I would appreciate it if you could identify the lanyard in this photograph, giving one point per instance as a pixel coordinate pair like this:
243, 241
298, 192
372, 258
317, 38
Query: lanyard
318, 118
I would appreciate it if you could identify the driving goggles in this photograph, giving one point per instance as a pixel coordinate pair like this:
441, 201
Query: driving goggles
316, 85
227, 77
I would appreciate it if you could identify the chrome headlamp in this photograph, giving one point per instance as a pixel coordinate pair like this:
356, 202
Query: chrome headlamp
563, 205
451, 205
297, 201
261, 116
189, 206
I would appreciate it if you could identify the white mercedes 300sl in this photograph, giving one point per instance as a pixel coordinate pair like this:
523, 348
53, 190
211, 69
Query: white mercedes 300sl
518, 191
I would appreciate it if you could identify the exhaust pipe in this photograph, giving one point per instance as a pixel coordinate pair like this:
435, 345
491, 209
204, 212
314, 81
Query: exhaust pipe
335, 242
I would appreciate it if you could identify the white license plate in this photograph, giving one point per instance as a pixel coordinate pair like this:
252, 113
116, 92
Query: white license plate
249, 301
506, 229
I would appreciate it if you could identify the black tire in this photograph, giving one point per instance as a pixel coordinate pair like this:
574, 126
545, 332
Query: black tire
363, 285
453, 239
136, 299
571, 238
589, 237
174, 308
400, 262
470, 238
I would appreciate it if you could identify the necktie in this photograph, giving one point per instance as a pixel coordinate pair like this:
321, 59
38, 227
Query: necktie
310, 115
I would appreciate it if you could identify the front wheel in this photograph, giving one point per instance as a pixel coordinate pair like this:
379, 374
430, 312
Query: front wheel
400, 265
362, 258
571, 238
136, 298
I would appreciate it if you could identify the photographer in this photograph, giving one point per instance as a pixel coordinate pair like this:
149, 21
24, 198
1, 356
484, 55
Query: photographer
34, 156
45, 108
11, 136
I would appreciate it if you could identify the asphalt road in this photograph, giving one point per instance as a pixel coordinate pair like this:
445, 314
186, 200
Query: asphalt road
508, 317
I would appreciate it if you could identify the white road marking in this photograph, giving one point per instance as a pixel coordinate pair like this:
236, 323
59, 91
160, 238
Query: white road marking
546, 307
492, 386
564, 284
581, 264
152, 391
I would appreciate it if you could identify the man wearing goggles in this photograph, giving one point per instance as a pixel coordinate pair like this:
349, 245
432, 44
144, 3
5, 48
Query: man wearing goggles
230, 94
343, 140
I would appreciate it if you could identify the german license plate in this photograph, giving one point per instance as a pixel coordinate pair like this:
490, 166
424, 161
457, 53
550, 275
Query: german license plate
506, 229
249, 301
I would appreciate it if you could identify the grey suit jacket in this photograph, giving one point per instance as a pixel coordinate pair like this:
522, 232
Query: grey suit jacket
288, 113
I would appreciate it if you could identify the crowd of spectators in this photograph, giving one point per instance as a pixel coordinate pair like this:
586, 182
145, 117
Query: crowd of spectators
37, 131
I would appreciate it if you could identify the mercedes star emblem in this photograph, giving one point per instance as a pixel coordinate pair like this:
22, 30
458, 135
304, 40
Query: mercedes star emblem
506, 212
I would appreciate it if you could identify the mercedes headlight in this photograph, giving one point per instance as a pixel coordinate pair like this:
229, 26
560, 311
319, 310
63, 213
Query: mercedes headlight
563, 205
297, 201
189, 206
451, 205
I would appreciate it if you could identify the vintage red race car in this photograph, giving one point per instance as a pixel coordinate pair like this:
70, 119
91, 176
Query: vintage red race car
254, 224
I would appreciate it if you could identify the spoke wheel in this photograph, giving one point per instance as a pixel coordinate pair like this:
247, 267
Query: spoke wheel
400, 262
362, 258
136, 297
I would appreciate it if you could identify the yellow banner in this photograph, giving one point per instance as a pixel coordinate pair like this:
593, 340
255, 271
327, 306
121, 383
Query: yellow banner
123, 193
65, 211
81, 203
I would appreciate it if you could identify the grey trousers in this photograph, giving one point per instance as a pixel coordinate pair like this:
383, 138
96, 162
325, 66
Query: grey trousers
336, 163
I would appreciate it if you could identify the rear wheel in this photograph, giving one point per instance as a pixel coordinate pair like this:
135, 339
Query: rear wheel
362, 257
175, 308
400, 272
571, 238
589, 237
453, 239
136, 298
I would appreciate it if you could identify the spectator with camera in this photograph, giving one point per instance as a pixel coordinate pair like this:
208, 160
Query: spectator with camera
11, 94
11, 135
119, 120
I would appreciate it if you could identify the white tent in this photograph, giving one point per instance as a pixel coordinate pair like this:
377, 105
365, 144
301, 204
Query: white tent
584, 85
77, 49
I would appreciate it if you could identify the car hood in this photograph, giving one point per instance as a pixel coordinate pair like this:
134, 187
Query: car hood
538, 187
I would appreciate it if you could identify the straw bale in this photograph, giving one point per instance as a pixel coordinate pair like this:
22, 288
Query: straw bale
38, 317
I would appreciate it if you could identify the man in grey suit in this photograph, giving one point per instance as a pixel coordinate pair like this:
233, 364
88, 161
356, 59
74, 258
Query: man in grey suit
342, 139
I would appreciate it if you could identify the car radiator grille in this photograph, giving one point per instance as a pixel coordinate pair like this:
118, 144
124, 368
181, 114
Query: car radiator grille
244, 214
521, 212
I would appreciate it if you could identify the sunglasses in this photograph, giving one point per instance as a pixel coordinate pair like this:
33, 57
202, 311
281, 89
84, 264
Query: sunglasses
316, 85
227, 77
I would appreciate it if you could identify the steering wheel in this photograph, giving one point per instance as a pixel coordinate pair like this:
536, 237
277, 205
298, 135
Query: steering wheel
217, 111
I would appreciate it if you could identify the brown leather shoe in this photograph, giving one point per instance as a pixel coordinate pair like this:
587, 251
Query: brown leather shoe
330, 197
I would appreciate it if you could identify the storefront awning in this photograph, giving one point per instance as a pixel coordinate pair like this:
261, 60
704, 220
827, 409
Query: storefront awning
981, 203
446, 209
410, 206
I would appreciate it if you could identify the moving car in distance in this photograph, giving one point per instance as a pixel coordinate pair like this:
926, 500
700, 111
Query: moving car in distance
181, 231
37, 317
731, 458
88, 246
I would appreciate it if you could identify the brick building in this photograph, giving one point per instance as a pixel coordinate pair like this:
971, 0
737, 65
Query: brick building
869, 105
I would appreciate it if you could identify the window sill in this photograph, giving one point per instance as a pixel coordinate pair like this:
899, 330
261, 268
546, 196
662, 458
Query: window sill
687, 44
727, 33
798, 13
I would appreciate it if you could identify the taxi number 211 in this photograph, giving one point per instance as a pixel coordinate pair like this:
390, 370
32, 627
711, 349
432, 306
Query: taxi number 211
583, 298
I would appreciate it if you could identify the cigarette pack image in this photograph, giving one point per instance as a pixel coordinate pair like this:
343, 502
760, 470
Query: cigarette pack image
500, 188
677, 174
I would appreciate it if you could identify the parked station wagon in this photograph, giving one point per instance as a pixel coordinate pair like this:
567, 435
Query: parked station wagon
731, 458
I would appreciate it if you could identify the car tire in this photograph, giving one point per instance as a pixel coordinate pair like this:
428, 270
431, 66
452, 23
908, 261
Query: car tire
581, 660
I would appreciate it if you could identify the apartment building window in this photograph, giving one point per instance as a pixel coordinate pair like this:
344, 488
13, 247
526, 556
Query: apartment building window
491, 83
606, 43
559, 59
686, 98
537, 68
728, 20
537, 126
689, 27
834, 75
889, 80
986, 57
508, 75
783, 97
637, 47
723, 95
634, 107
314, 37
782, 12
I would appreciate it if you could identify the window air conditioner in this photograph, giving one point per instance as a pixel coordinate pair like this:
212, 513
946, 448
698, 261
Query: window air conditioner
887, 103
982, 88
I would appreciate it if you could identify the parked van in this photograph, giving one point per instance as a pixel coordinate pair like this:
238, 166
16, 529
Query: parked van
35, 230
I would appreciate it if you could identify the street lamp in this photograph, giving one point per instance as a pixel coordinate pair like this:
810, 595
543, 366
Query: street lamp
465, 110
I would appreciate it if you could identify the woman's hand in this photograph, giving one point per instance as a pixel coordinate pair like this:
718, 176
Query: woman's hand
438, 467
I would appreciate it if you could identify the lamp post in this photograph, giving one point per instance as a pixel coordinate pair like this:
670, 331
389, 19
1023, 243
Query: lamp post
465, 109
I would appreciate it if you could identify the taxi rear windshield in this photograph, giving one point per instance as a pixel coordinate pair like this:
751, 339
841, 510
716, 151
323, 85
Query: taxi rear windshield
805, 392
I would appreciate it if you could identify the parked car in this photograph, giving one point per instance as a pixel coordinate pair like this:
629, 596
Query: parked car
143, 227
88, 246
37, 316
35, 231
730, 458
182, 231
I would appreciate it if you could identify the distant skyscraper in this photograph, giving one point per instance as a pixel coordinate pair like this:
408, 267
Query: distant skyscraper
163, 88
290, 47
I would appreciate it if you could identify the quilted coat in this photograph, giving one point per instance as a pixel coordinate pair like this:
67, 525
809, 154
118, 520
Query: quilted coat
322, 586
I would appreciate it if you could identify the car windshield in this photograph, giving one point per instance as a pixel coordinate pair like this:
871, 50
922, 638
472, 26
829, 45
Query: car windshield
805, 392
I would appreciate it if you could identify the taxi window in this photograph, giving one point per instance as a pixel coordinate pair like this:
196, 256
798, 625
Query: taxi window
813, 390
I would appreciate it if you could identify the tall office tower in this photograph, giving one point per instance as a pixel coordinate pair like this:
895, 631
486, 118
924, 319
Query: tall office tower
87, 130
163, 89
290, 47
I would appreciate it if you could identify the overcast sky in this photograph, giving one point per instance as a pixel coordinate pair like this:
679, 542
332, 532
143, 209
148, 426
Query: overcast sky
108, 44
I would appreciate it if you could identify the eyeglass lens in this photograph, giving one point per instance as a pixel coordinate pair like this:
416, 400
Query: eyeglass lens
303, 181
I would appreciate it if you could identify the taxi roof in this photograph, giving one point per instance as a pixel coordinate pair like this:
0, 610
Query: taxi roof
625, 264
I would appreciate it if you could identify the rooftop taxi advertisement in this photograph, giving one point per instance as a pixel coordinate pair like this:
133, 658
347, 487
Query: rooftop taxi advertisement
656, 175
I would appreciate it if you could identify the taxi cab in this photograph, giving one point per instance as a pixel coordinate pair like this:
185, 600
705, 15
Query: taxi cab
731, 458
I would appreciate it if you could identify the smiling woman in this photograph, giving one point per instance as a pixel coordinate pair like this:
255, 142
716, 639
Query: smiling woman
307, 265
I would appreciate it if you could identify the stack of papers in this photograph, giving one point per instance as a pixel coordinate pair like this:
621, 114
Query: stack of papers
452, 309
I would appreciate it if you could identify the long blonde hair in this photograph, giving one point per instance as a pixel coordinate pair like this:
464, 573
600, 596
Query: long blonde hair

==========

## What you have to do
Copy out, from the data above, each line where the string "blonde" is present.

## Solution below
I would appreciate it if you could identify the long blonde hair in this photograph, giving one point per instance as a pixel coordinate pair like this:
Query: long blonde hair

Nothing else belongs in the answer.